Quoted passage:
Qwen 3.6 27B outperforms GPT and Gemini on HTML canvas animation coding
A local-LLM practitioner benchmarked Qwen 3.6 quantized models against Claude, GPT, and Gemini on a dense HTML5 canvas animation prompt, finding the 27B Q4_K_M build ranked second overall for realistic parallax driving scenes.
A practitioner tested Qwen 3.6 quantized models against frontier APIs on a coding primitive this week: generating a single-file HTML canvas animation of a side-view car driving through layered parallax scenery. The test prompt asked for spinning wheels, subtle chassis motion, multi-speed background layers, and cinematic lighting—all in vanilla JavaScript with no libraries. The same prompt ran through Claude Sonnet 4.6 Thinking, Gemini 3.1 Pro Thinking, GPT 5.4 Thinking, and Kimi k2.6 Thinking via Perplexity, then against seven local Qwen and Gemma quantizations on a Ryzen 5 5600 with 24 GB DDR4-3200 and an RX 5700 XT 8GB.

Provided records:
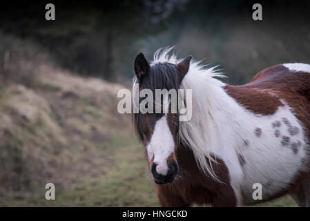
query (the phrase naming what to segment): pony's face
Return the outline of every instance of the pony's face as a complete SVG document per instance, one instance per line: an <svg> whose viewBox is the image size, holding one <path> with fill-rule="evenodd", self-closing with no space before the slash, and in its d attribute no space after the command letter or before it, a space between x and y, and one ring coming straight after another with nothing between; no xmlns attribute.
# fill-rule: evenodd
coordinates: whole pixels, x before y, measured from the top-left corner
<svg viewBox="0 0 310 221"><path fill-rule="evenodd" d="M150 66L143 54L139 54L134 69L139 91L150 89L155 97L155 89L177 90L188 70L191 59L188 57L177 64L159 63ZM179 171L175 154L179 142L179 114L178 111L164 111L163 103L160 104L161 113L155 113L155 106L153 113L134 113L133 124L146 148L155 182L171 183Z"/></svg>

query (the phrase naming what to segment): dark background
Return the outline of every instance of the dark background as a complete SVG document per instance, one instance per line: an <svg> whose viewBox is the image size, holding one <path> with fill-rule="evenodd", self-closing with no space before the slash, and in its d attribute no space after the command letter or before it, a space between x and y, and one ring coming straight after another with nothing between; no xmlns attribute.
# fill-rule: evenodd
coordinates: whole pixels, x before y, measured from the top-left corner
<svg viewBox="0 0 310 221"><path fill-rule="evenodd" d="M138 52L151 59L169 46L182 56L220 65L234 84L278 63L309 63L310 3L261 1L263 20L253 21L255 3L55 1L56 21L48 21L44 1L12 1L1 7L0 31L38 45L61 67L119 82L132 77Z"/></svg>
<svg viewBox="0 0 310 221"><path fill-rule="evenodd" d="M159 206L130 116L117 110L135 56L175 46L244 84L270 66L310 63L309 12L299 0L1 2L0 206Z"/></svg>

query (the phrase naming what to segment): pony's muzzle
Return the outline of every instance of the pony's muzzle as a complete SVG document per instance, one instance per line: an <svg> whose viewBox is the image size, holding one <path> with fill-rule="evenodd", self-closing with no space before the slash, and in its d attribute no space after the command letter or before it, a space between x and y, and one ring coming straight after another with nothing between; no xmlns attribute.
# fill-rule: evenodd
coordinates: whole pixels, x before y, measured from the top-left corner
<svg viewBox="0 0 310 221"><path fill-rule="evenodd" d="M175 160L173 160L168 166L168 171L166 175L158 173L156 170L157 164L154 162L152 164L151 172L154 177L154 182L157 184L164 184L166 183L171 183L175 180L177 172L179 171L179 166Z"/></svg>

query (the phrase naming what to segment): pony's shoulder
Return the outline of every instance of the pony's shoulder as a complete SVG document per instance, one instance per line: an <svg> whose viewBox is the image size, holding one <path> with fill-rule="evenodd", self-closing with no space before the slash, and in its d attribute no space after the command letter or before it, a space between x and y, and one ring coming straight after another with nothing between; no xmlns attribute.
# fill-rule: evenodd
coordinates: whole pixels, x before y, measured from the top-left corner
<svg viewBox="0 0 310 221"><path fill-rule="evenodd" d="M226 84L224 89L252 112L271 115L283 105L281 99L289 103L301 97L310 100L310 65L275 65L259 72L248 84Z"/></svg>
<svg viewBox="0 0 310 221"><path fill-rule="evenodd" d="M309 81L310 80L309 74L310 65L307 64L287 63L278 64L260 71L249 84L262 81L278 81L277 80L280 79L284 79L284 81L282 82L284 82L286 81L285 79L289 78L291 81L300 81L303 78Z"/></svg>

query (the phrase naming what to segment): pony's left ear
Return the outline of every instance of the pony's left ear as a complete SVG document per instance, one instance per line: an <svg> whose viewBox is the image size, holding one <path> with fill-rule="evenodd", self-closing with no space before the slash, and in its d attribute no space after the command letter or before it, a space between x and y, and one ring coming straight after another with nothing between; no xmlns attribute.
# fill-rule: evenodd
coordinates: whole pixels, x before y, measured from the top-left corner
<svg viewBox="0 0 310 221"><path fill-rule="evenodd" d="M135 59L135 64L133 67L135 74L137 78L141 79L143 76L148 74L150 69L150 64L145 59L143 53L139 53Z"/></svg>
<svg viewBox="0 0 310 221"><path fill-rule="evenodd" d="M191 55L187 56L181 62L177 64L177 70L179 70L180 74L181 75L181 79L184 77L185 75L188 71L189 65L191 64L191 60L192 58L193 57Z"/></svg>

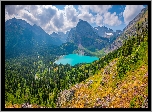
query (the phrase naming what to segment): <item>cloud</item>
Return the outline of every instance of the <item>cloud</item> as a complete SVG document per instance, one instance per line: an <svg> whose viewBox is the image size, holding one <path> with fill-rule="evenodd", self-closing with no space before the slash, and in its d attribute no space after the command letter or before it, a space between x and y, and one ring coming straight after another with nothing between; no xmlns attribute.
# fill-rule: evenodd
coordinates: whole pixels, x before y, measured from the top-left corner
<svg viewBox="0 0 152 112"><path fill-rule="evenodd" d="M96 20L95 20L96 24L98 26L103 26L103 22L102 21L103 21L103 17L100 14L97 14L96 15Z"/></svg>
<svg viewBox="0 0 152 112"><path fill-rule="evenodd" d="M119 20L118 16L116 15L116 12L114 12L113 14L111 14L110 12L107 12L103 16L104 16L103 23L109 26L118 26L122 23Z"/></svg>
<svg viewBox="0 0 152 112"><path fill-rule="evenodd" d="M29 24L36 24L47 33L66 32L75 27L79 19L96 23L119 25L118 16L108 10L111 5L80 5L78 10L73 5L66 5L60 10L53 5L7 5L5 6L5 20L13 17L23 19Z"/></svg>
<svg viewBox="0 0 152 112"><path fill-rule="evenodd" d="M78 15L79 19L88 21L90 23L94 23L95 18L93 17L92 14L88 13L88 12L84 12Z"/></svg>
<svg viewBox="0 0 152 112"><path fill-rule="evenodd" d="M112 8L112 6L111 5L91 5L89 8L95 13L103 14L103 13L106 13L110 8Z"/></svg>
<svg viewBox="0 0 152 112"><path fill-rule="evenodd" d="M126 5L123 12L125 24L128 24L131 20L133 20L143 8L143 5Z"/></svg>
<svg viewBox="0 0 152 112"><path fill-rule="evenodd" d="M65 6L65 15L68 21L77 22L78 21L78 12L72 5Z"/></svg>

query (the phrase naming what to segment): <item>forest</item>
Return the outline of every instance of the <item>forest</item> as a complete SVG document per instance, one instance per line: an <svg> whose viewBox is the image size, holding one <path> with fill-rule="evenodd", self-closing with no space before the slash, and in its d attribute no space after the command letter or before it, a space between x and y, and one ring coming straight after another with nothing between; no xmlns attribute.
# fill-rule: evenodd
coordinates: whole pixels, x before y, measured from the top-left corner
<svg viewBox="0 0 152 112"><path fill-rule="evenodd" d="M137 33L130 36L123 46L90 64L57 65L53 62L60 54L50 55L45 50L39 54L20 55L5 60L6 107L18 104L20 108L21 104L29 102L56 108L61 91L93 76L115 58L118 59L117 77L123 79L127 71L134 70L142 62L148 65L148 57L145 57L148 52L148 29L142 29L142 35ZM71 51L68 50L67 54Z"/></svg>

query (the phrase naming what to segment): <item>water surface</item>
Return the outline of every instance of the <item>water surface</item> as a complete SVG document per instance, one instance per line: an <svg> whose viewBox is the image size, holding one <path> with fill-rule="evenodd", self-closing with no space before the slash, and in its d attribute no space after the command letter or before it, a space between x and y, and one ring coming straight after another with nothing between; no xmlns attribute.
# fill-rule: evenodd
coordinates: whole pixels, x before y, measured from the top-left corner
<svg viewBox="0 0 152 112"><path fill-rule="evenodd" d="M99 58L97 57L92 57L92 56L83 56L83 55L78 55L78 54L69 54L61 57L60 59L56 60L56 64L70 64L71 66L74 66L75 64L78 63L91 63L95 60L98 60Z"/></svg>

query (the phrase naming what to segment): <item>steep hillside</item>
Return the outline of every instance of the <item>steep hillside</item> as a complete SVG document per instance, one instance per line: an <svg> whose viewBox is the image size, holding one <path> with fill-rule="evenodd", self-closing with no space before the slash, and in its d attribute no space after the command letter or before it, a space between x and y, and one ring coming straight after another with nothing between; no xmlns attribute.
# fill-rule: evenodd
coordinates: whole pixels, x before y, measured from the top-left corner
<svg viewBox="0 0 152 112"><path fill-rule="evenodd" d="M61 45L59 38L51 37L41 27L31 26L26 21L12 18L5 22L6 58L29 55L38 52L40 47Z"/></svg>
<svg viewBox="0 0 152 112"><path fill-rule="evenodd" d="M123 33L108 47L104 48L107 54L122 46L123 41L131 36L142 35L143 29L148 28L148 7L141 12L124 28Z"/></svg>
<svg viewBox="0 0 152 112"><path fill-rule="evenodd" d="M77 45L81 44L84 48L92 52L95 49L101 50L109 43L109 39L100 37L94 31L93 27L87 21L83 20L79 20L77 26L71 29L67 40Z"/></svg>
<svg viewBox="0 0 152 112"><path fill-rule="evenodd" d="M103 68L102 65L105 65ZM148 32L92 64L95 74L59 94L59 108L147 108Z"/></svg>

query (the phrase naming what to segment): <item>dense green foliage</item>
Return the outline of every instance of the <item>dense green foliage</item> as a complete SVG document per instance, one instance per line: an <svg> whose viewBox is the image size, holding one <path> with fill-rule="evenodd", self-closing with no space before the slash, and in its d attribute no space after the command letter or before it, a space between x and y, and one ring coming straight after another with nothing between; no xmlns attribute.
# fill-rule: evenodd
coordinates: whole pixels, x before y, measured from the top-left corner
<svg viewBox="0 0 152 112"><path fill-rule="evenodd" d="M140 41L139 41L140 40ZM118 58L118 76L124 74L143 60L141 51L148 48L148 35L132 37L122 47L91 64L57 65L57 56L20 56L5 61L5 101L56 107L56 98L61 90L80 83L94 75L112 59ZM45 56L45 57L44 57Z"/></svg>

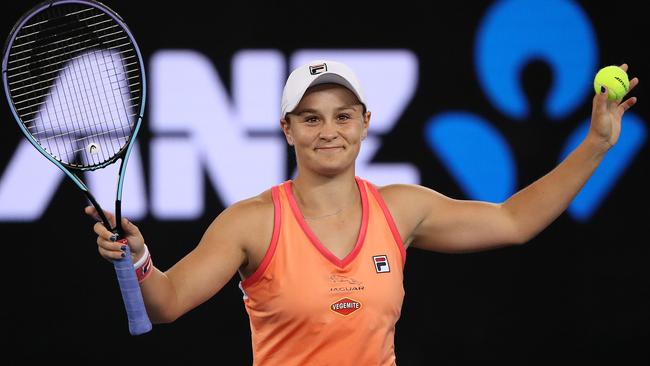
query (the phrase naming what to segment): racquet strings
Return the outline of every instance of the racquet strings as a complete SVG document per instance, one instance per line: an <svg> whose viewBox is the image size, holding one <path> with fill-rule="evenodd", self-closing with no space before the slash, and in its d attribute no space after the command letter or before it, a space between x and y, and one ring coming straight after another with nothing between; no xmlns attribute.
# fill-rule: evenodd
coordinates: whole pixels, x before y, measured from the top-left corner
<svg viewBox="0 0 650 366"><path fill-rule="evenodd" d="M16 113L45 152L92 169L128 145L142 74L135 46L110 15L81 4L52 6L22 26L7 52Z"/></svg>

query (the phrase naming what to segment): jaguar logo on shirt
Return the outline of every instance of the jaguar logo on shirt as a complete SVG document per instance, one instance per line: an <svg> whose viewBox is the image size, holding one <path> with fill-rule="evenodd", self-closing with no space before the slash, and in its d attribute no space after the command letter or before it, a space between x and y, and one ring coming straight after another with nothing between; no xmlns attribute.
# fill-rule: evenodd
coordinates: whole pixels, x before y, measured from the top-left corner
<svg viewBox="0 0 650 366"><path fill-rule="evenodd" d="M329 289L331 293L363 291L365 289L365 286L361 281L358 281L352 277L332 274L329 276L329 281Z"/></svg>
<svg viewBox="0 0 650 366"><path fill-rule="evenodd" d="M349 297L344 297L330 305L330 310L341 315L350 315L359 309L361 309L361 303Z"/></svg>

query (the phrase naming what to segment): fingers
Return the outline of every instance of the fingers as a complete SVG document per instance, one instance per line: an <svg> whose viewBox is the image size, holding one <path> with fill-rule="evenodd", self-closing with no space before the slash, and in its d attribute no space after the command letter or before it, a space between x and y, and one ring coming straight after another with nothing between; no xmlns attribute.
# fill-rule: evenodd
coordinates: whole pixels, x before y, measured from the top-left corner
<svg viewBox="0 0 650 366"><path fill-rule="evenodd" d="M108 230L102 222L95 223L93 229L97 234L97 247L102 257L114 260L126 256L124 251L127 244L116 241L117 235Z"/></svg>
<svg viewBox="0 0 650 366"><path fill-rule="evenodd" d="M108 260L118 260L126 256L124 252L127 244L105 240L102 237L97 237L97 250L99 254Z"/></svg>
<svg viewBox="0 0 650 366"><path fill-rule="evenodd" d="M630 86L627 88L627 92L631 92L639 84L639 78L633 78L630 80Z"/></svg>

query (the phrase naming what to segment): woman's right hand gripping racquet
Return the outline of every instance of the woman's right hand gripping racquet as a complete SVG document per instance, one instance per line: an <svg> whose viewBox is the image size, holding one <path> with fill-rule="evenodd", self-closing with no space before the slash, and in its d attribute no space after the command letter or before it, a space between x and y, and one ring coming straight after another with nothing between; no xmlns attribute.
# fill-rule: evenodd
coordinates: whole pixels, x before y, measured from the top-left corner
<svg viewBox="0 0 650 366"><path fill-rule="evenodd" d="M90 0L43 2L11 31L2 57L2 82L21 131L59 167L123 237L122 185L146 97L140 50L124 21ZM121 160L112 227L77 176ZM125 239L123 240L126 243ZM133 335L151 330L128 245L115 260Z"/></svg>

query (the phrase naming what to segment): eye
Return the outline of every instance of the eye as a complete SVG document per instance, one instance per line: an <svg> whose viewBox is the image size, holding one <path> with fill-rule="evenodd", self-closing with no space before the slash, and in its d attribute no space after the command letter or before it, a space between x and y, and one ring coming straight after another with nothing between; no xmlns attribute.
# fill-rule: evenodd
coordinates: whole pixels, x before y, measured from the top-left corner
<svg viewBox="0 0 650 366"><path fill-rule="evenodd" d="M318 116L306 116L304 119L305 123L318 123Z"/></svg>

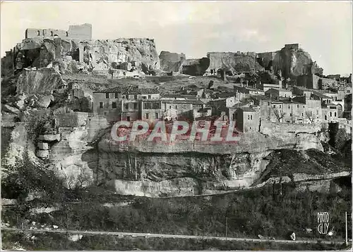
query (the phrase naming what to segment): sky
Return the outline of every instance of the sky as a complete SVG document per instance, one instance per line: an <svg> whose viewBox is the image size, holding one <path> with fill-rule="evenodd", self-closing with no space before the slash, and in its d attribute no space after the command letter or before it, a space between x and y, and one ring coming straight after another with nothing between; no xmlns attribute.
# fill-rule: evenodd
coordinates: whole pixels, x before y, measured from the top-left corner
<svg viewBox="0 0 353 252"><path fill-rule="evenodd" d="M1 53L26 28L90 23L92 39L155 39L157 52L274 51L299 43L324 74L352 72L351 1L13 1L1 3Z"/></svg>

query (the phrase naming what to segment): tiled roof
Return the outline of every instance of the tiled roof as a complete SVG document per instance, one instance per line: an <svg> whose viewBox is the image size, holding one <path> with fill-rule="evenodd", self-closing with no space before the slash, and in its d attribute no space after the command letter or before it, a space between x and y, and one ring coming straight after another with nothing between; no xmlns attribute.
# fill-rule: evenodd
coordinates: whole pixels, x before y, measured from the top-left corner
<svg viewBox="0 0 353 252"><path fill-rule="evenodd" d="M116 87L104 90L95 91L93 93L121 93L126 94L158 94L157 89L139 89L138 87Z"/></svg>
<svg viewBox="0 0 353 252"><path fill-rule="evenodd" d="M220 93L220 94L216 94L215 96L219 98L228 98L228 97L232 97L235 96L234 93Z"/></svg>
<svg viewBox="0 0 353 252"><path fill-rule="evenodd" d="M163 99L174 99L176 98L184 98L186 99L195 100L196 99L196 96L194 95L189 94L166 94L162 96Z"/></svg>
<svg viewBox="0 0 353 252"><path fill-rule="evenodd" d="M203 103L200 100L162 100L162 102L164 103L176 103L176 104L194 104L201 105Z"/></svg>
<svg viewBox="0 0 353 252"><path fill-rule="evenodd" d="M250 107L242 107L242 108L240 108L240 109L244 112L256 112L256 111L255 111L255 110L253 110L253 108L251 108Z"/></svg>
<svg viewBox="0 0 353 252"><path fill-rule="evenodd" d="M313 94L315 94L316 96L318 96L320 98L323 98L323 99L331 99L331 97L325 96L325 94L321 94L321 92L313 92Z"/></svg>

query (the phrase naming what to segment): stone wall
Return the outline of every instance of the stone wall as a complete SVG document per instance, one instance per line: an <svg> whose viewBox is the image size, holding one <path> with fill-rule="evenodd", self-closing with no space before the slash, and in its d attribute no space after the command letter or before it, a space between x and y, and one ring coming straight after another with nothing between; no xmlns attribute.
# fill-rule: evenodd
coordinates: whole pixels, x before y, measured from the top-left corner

Questions to answer:
a – In the Qwen benchmark write-up, which local build ranked second overall?
b – Please quote the Qwen benchmark write-up starting with "A practitioner tested" and going on through "5700 XT 8GB.".

Outputs by task:
a – The Qwen 3.6 27B Q4_K_M build.

b –
A practitioner tested Qwen 3.6 quantized models against frontier APIs on a coding primitive this week: generating a single-file HTML canvas animation of a side-view car driving through layered parallax scenery. The test prompt asked for spinning wheels, subtle chassis motion, multi-speed background layers, and cinematic lighting—all in vanilla JavaScript with no libraries. The same prompt ran through Claude Sonnet 4.6 Thinking, Gemini 3.1 Pro Thinking, GPT 5.4 Thinking, and Kimi k2.6 Thinking via Perplexity, then against seven local Qwen and Gemma quantizations on a Ryzen 5 5600 with 24 GB DDR4-3200 and an RX 5700 XT 8GB.